◆ Exercise prompt: Resume the passage on early intervention services in a child's natural environment, picking up after its final sentence.

◆ Passage to read:
>>>

Every Child Achieves is a provider that specializes in delivering services in the child’s natural environment. Traditionally this environment includes the child’s home, daycare, or local community center or park, etc. Every Child Achieves is considered a “home-based” provider not a “center-based” provider. Therefore, our locations are based on our coverage area capacity and not physical locations.
Why do early intervention services occur in the natural environment?
Evidence shows that children between the ages of birth to three can reach and exceed their developmental milestones when therapeutic services occur in the natural environment. “Many children perform better when they’re around familiar things. For young children with developmental delays or learning and thinking differences, this is even more important.” Part C of the Individuals with Disabilities Education Act (IDEA) is the reason specialists often come to you. It requires that infants and toddlers receive services in natural environments as much as possible. This is a legal requirement. In general, children must receive services in a setting or place that’s natural for an infant or toddler of the same age who does not have a disability. The natural setting may differ from one child to the next, based on family routines and the types of services needed. Service providers can offer services in other settings, too. But they may do this only when it’s not possible to do so in a natural environment.

<<<

◆ Provided material:
>>>

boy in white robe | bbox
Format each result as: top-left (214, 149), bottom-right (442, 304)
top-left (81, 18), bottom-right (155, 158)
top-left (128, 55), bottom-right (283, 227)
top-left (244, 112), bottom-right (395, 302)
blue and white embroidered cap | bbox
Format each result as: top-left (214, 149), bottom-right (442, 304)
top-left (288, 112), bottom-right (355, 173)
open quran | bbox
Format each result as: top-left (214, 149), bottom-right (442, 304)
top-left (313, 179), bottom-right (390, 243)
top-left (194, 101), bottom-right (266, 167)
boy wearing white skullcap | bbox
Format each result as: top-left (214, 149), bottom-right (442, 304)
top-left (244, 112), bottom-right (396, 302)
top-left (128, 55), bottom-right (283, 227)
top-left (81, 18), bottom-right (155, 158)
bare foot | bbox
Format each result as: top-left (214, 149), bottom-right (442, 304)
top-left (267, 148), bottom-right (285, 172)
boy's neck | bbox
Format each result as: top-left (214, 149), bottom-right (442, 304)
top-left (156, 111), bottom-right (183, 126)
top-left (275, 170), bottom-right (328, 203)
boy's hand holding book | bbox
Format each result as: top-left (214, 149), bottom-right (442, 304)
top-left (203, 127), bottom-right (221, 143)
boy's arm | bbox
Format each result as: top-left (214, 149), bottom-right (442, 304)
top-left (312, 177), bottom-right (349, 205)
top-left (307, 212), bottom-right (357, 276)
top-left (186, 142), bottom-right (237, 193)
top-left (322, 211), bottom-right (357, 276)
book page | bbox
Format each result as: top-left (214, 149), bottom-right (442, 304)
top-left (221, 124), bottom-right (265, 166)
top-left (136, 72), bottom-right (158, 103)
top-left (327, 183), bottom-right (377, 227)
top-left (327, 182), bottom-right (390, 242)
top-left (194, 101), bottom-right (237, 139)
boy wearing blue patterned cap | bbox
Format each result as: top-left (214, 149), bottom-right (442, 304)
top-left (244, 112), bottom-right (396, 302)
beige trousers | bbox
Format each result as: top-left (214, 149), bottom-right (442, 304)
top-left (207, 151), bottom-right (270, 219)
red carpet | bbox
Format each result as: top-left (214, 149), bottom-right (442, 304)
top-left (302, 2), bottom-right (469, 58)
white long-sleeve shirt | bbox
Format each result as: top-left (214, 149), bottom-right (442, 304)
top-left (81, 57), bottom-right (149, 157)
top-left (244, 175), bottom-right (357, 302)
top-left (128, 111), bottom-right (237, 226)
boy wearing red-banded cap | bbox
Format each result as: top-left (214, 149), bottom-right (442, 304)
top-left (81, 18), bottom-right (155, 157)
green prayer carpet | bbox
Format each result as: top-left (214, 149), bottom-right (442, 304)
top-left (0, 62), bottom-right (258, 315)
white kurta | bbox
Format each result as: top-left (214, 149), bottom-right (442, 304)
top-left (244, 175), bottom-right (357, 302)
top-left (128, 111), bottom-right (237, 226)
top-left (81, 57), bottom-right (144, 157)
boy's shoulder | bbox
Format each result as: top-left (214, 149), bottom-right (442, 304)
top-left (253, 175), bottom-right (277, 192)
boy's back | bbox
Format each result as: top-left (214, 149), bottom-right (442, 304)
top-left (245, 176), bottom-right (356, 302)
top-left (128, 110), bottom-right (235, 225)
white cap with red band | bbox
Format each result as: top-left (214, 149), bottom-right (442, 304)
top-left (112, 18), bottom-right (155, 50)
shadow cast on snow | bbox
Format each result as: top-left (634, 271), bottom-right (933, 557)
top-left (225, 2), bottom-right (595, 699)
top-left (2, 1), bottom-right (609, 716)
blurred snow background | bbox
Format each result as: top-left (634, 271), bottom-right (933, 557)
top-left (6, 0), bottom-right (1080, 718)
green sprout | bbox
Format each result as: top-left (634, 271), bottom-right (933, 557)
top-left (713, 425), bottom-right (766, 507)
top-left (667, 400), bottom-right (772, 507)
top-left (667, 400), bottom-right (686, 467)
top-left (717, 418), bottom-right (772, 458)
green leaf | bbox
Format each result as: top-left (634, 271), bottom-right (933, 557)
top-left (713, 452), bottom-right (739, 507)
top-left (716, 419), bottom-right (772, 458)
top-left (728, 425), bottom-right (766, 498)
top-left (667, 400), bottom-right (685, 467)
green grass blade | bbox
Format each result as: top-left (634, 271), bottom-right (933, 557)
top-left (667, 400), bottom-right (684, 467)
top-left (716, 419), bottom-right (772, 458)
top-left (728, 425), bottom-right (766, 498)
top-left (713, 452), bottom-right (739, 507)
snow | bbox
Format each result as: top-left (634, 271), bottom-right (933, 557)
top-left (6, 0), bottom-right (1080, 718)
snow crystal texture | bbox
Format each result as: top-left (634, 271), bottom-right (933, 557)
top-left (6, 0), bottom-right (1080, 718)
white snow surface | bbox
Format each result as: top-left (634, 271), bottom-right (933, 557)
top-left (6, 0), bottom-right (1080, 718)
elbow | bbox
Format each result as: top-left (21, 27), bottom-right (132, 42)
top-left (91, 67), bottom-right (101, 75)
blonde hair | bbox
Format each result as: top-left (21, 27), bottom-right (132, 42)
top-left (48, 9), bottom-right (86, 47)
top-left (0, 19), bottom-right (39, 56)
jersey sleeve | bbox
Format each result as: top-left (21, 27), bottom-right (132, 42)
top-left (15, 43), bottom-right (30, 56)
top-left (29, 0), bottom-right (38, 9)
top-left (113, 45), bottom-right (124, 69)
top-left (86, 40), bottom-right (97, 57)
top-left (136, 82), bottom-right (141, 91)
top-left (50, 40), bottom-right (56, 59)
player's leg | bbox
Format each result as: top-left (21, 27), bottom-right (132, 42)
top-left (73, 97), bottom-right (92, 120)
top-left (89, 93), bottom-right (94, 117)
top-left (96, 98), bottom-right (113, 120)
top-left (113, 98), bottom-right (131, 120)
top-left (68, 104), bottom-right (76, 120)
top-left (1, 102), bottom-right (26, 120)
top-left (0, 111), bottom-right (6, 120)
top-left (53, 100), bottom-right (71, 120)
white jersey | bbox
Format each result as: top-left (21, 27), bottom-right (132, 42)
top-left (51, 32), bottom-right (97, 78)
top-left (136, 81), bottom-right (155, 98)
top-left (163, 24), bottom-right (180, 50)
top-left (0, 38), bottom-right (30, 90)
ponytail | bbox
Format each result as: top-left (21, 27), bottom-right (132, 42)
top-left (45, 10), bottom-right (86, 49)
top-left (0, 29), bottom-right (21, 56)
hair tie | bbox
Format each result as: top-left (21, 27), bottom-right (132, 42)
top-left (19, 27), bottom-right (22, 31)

<<<

◆ Result of the exercise:
A natural environment includes where your child lives and plays. But it’s more than just a place. It’s also a process. It includes things like these:
Settings such as:
• Your home or backyard
• A relative’s home
• A child-care site
• A park
Materials found in your child’s environment such as:
People such as:
• Brothers and sisters
Activities such as:
• Eating snacks
• Bathing or dressing
• Walking the dog
• Going to the grocery store
• Celebrating holidays
Many children perform better when they’re around familiar things. For young children with developmental delays or learning and thinking differences, this is even more important. They are more likely to learn. Then they can get the very most out of early intervention services.
A natural environment may:
• Make it easier for your child to practice new skills without leaving home
• Allow him to stay engaged by doing things that interest him
• Allow a service provider to model behaviors for family members and peers
Working with a child in his natural environment removes one step in the learning process. It means he won’t need to figure out how to transfer what he’s practiced in a clinical setting to the place where he plays and lives.
Of course, having services available in your home and community can make a big difference to you, too. It means you don’t spend as much time traveling to appointments at multiple locations. And you may receive some “coaching” from the specialists as you go about your day.